WHAT TO PRODUCE:
Please return every line in the items below that contains the word "distant".

RECORDS FOR PROCESSING start

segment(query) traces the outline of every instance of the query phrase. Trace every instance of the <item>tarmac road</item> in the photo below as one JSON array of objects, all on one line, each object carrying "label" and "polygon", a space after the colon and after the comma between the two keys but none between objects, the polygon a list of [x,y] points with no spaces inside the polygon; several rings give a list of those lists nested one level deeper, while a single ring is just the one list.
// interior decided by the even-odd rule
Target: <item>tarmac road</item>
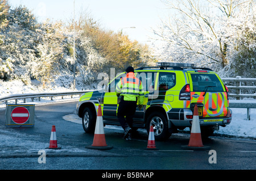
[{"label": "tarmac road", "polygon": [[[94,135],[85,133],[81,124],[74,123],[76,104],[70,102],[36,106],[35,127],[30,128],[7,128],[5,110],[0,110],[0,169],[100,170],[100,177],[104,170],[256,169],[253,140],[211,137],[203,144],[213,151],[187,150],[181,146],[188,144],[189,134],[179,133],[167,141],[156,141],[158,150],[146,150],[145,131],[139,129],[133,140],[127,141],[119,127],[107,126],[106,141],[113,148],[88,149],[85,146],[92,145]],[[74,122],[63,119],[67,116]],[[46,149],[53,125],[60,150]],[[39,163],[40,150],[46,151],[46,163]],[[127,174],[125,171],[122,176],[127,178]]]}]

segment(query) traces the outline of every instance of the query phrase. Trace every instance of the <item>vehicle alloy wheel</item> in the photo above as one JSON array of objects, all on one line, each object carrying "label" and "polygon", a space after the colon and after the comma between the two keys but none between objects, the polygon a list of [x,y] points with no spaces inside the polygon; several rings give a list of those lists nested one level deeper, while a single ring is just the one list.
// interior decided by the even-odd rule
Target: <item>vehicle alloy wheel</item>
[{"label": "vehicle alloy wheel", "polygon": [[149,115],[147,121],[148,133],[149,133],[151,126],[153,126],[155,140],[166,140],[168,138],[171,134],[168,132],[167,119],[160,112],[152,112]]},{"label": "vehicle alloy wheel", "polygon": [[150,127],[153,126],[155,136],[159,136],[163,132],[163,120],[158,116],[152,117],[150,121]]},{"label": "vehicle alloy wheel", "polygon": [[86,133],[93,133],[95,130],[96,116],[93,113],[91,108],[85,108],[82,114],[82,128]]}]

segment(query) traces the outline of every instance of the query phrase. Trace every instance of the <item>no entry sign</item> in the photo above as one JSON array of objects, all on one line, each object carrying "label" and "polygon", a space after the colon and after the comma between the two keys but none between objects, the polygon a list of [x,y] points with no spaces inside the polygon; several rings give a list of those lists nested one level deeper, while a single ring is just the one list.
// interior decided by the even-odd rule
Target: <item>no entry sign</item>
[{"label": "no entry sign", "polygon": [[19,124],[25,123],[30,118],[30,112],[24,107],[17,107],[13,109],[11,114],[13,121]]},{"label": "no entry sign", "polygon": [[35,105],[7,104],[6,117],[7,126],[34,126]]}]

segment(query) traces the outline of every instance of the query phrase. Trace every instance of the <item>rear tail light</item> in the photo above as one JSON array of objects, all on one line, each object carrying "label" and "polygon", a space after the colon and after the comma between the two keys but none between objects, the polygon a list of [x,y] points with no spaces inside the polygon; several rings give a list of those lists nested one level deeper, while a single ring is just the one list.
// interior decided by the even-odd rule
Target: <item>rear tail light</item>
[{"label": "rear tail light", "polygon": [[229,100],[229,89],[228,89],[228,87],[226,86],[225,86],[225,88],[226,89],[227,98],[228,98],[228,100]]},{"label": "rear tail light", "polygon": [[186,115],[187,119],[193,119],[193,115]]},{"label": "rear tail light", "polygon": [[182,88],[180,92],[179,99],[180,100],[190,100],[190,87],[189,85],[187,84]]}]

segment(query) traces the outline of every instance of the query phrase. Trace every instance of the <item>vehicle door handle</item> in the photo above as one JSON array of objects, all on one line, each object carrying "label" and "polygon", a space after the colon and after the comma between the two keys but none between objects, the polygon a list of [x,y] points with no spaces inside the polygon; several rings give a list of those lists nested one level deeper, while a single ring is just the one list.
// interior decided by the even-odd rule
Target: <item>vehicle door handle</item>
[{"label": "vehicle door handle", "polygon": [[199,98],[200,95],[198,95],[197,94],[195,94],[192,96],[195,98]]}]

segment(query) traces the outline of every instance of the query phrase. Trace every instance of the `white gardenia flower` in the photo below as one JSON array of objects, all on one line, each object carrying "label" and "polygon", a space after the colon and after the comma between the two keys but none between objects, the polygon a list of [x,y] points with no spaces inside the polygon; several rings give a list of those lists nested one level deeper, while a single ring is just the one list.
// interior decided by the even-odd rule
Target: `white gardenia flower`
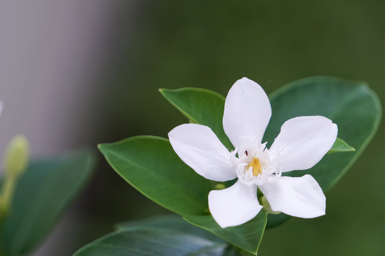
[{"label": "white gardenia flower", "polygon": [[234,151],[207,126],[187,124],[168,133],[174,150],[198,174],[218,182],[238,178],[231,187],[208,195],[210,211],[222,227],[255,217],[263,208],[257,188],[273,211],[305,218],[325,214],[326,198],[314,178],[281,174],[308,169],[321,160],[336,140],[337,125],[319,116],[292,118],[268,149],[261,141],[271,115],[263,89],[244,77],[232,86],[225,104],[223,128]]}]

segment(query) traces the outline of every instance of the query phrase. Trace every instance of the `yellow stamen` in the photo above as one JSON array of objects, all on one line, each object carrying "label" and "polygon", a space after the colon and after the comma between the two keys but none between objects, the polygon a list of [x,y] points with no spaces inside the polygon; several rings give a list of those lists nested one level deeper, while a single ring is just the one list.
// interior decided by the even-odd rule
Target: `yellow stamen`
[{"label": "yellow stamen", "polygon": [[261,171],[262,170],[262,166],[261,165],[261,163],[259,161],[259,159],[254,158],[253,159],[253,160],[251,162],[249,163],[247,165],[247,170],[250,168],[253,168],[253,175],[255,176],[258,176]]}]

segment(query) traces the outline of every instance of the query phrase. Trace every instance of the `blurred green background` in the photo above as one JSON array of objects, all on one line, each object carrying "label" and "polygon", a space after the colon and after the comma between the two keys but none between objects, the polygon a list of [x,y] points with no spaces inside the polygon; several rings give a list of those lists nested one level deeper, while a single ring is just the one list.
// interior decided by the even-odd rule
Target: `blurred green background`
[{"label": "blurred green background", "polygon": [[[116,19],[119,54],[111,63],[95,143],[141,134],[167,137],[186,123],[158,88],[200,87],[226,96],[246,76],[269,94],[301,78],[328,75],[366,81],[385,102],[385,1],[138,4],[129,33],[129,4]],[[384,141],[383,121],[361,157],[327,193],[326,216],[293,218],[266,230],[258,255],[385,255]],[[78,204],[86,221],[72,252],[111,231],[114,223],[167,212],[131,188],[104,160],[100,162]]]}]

RECORDS FOR PROCESSING end
RECORDS FOR PROCESSING start

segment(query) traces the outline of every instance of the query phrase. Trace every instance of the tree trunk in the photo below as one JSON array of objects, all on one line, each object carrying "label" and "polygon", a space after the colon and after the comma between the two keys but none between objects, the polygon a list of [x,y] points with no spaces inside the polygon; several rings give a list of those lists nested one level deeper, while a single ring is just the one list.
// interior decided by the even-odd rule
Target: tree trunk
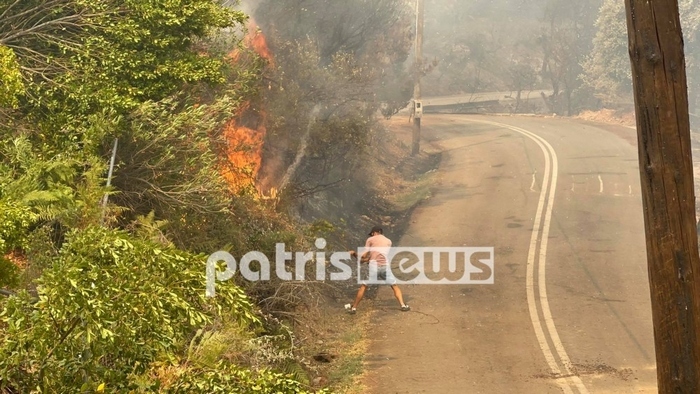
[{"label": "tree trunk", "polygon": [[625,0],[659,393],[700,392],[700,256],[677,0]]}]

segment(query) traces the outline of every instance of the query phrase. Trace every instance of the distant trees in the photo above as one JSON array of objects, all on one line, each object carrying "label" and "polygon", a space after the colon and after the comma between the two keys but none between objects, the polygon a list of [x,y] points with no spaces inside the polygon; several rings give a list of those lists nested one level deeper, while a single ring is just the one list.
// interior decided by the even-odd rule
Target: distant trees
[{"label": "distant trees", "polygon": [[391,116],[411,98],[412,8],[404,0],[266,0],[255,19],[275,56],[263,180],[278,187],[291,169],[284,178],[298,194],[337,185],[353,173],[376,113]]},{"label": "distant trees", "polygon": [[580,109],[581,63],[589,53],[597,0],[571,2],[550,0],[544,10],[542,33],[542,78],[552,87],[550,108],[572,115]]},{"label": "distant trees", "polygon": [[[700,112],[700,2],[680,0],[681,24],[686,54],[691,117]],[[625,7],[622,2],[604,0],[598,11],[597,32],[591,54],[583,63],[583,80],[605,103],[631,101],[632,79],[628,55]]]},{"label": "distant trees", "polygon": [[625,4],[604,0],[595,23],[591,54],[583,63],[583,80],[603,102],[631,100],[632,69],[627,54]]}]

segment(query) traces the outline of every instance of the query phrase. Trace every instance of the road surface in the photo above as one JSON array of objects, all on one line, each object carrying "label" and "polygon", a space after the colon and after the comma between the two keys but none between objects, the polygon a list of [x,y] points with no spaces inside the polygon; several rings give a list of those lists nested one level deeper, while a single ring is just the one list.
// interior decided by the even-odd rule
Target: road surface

RECORDS FOR PROCESSING end

PROBLEM SOLUTION:
segment(query) traces the outline of every instance of the query phrase. Trace every instance of the distant trees in the photo above as one JSON array of objects, all on one line, each object carrying "label" and "polygon", a space after the colon and after the comma between the two keys but none between objects, the polygon a list of [x,y] points with no spaces inside the polygon; several rings give a list of those lists nested one level deeper, while a single ring is just the one list.
Target: distant trees
[{"label": "distant trees", "polygon": [[391,116],[411,98],[412,8],[404,0],[266,0],[255,19],[275,56],[263,180],[278,187],[291,169],[284,178],[298,194],[337,185],[353,173],[376,113]]},{"label": "distant trees", "polygon": [[580,109],[581,63],[589,53],[597,0],[571,2],[550,0],[544,10],[542,33],[542,78],[552,87],[550,108],[572,115]]},{"label": "distant trees", "polygon": [[[700,112],[700,2],[680,0],[681,24],[686,54],[691,117]],[[625,7],[622,2],[604,0],[598,11],[597,32],[591,54],[583,63],[583,80],[605,103],[631,101],[632,79],[628,55]]]},{"label": "distant trees", "polygon": [[625,4],[604,0],[595,23],[591,54],[583,63],[583,80],[603,102],[631,100],[632,69],[627,54]]}]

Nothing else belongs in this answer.